* [AIM OF THE EXERCISE]: Could you write out all of the material below again, substituting "List the outlines below" for every "Provide the outlines here" and leaving everything else unchanged?

[Data listing]
'''

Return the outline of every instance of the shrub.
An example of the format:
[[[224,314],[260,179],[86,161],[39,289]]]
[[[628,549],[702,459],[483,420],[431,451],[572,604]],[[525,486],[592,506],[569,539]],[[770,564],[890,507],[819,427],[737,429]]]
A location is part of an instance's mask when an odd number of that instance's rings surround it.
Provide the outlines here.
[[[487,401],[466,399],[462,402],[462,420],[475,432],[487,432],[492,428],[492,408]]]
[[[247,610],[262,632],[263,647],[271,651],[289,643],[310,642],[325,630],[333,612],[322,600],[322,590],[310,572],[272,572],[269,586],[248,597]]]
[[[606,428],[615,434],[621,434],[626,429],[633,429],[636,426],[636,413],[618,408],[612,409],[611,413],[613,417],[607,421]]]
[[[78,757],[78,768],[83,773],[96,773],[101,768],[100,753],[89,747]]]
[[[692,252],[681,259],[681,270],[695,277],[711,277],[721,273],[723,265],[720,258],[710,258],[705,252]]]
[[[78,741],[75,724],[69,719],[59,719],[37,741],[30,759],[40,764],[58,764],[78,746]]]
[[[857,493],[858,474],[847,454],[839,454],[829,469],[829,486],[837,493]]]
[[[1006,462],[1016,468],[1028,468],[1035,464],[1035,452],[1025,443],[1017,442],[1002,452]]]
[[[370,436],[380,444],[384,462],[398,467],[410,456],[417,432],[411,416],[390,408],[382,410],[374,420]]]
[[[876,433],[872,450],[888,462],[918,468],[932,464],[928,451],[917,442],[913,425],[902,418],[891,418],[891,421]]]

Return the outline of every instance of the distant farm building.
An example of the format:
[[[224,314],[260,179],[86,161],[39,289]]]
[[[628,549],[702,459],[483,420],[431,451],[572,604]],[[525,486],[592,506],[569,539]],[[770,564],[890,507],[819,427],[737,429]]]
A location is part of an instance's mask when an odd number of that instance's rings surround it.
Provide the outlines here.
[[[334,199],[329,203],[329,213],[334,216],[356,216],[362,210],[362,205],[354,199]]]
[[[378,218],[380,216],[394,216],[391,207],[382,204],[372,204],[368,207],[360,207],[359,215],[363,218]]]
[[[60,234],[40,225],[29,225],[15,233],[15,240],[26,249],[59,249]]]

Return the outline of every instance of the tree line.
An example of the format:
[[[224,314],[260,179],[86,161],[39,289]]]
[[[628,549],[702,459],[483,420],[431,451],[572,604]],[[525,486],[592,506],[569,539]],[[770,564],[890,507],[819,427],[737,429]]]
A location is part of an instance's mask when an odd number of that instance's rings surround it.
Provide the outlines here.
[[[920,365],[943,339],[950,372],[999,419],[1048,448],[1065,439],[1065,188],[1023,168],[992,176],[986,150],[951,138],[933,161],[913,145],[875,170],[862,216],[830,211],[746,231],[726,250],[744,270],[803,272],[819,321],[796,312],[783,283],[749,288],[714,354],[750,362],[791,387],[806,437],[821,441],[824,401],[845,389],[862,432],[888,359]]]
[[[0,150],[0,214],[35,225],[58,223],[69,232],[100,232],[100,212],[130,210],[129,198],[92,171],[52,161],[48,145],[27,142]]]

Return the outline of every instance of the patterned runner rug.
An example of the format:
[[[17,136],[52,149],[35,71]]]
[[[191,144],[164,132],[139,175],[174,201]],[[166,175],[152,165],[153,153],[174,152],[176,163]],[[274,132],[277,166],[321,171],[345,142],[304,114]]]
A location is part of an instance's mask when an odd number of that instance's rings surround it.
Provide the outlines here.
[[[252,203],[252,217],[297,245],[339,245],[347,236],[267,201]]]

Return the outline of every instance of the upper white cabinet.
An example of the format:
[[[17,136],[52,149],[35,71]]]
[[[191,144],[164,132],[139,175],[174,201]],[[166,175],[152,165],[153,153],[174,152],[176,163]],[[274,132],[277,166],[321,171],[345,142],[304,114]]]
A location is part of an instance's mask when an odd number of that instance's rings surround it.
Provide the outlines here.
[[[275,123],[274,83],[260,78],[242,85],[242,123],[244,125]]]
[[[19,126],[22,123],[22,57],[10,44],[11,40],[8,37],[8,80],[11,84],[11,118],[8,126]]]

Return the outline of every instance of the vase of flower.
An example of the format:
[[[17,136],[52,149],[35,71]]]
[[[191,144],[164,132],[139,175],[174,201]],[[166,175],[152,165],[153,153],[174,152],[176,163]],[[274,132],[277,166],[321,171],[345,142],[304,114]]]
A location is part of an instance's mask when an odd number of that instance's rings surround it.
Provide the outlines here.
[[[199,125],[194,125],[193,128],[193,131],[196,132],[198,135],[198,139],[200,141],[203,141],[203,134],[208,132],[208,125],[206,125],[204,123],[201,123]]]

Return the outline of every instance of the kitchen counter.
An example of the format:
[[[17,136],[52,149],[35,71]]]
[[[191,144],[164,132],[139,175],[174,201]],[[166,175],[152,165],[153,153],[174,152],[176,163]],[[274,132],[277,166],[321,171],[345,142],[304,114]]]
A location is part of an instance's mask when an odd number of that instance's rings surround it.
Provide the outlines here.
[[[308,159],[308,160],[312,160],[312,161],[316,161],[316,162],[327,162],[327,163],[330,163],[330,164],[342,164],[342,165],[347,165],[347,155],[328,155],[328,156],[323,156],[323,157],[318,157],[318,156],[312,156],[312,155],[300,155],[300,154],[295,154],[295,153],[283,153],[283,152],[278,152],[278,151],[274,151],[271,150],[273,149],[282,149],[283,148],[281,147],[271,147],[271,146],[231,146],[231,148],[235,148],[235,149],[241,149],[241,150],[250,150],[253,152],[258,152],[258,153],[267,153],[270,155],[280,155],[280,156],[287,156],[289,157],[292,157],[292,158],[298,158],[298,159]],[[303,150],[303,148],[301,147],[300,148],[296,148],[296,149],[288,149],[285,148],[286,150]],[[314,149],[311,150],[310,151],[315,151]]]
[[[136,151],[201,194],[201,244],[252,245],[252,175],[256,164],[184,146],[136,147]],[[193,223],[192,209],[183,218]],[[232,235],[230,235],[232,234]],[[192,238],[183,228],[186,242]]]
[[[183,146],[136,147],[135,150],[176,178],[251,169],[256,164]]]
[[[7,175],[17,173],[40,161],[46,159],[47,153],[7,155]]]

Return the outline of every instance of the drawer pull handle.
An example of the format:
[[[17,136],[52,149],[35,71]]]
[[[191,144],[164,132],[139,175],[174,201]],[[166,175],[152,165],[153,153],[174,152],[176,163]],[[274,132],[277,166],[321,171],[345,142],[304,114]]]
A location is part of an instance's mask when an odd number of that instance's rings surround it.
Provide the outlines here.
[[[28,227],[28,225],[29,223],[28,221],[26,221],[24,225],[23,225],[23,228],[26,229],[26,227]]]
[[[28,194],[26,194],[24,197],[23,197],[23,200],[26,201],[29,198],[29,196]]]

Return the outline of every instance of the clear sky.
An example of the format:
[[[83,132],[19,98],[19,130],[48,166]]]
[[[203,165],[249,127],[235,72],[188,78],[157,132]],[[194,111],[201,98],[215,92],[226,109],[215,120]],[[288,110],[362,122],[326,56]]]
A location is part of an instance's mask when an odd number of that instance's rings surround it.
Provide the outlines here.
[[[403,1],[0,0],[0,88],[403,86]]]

'''

* [FINISHED TASK]:
Return the outline of every instance of the shrub.
An example of the format:
[[[224,314],[260,179],[86,161],[39,289]]]
[[[628,549],[702,459],[483,420],[431,451],[572,604]],[[525,486],[592,506],[569,539]],[[770,564],[890,507],[819,427],[737,429]]]
A location is part of an instance's mask when an odd number of that instance's rings surround it.
List the outlines below.
[[[487,401],[466,399],[462,402],[462,420],[475,432],[487,432],[492,428],[492,408]]]
[[[247,610],[262,632],[263,647],[271,651],[289,643],[310,642],[325,630],[333,612],[322,600],[322,590],[310,572],[272,572],[269,586],[248,597]]]
[[[606,428],[615,434],[621,434],[626,429],[633,429],[636,426],[636,413],[618,408],[612,409],[611,413],[613,417],[607,421]]]
[[[78,757],[78,768],[83,773],[96,773],[101,768],[100,753],[89,747]]]
[[[692,252],[681,259],[681,270],[695,277],[711,277],[721,273],[723,265],[720,258],[710,258],[705,252]]]
[[[78,741],[75,724],[69,719],[59,719],[37,741],[30,759],[40,764],[58,764],[78,746]]]
[[[857,493],[858,474],[847,454],[839,454],[829,469],[829,486],[837,493]]]
[[[1006,462],[1016,468],[1028,468],[1035,464],[1035,452],[1025,443],[1017,442],[1002,452]]]
[[[370,436],[380,444],[384,462],[398,467],[410,456],[417,432],[411,416],[390,408],[382,410],[374,420]]]
[[[876,433],[872,450],[888,462],[918,468],[932,464],[928,451],[917,442],[913,425],[902,418],[891,418],[891,421]]]

Return the outline of every instance of the distant farm building.
An example of the format:
[[[224,314],[260,179],[86,161],[39,289]]]
[[[628,549],[702,459],[483,420],[431,451],[572,604]],[[525,486],[592,506],[569,539]],[[770,564],[890,507],[819,427],[737,429]]]
A location is part of an instance's mask when an odd number of that instance's rings surround it.
List the outlines below.
[[[334,199],[329,203],[329,213],[334,216],[356,216],[362,210],[362,205],[354,199]]]
[[[378,218],[380,216],[394,216],[391,207],[382,204],[372,204],[368,207],[360,207],[359,215],[363,218]]]
[[[60,234],[40,225],[29,225],[15,233],[15,240],[26,249],[59,249]]]

Return the outline of every instance of the tree line.
An example of the format:
[[[224,314],[260,179],[86,161],[39,289]]]
[[[628,549],[702,459],[483,420],[431,451],[572,604]],[[525,486],[592,506],[569,539]],[[770,564],[890,507],[819,427],[737,429]]]
A location is part of an instance's mask when an odd number of that instance's rings surround it.
List the outlines below.
[[[920,365],[943,339],[950,372],[999,419],[1048,448],[1065,439],[1065,188],[1023,168],[992,176],[986,150],[951,138],[933,161],[913,145],[875,170],[862,216],[830,211],[746,231],[726,250],[744,270],[803,272],[819,321],[796,312],[783,283],[749,288],[714,354],[750,362],[791,387],[806,437],[821,441],[824,401],[845,389],[862,432],[888,359]]]
[[[0,150],[0,214],[35,225],[58,223],[69,232],[100,232],[100,212],[130,210],[129,198],[92,171],[52,161],[48,145],[27,142]]]

Return the outline of every instance of the patterned runner rug.
An example of the format:
[[[17,136],[52,149],[35,71]]]
[[[191,144],[164,132],[139,175],[174,201]],[[166,175],[152,165],[153,153],[174,152],[176,163]],[[274,132],[277,166],[321,171],[345,142],[304,114]]]
A location is part of an instance's mask when an odd number of that instance's rings surround it.
List the outlines below.
[[[252,203],[252,217],[297,245],[339,245],[347,236],[267,201]]]

Return the outline of every instance of the upper white cabinet.
An example of the format:
[[[17,136],[52,149],[35,71]]]
[[[191,144],[164,132],[139,175],[174,201]],[[166,175],[152,165],[153,153],[174,152],[176,163]],[[274,132],[277,166],[321,171],[345,142],[304,114]]]
A location is part of an instance's mask when an odd number of that instance's rings surround it.
List the outlines below.
[[[275,123],[274,83],[260,78],[242,85],[242,123],[244,125]]]
[[[19,126],[22,123],[22,57],[10,44],[11,40],[8,37],[8,80],[11,84],[11,118],[8,126]]]

Return the outline of every instance of the vase of flower.
An example of the format:
[[[17,136],[52,149],[35,71]]]
[[[191,144],[164,132],[139,175],[174,201]],[[166,175],[152,165],[153,153],[174,152],[176,163]],[[274,132],[277,166],[321,171],[345,142],[304,114]]]
A location is part of an instance's mask when an odd number of that instance's rings surround it.
List the outlines below.
[[[199,125],[194,125],[193,128],[193,131],[196,132],[198,135],[198,139],[200,141],[203,141],[203,134],[208,132],[208,125],[206,125],[204,123],[201,123]]]

Return the outline of every instance of the kitchen counter.
An example of the format:
[[[17,136],[52,149],[35,71]]]
[[[191,144],[164,132],[139,175],[174,201]],[[166,175],[152,165],[153,153],[174,152],[176,163]],[[274,132],[277,166],[321,171],[345,142],[304,114]]]
A location is part of an instance's mask when an odd number of that instance's rings surround it.
List the outlines below.
[[[308,159],[308,160],[312,160],[312,161],[316,161],[316,162],[327,162],[327,163],[330,163],[330,164],[342,164],[342,165],[347,165],[347,155],[328,155],[328,156],[323,156],[323,157],[318,157],[318,156],[312,156],[312,155],[300,155],[300,154],[295,154],[295,153],[283,153],[283,152],[278,152],[278,151],[274,151],[271,150],[273,149],[282,149],[283,148],[281,147],[271,147],[271,146],[231,146],[231,148],[235,148],[235,149],[241,149],[241,150],[250,150],[253,152],[258,152],[258,153],[267,153],[270,155],[280,155],[280,156],[287,156],[289,157],[292,157],[292,158],[298,158],[298,159]],[[303,150],[303,148],[301,147],[300,148],[296,148],[296,149],[288,149],[285,148],[286,150]],[[314,149],[311,150],[310,151],[315,151]]]
[[[136,151],[201,194],[201,244],[252,245],[252,175],[256,164],[184,146],[136,147]],[[193,223],[192,209],[183,218]],[[232,235],[230,235],[232,234]],[[192,238],[183,228],[186,242]]]
[[[183,146],[136,147],[135,150],[176,178],[251,169],[256,164]]]
[[[7,175],[17,173],[40,161],[46,159],[47,153],[7,155]]]

Return the outline of every instance of the drawer pull handle.
An example of the format:
[[[17,136],[52,149],[35,71]]]
[[[191,144],[164,132],[139,175],[174,201]],[[166,175],[152,165],[153,153],[174,152],[176,163]],[[274,132],[277,166],[321,171],[345,142],[304,114]]]
A location is part of an instance's mask when an odd number of that instance's rings surround it.
List the outlines below.
[[[28,227],[28,225],[29,223],[28,221],[26,221],[24,225],[23,225],[23,228],[26,229],[26,227]]]
[[[28,194],[26,194],[24,197],[23,197],[23,200],[26,201],[29,198],[29,196]]]

Return the outline of every instance of the clear sky.
An example of the format:
[[[83,132],[19,98],[19,130],[48,166]]]
[[[203,165],[249,127],[235,72],[188,78],[157,132]],[[194,111],[201,98],[215,92],[226,109],[215,120]],[[288,110],[362,122],[326,56]]]
A location is part of an instance's mask when an odd number of that instance's rings surround it.
List the outlines below.
[[[403,1],[0,0],[0,88],[403,86]]]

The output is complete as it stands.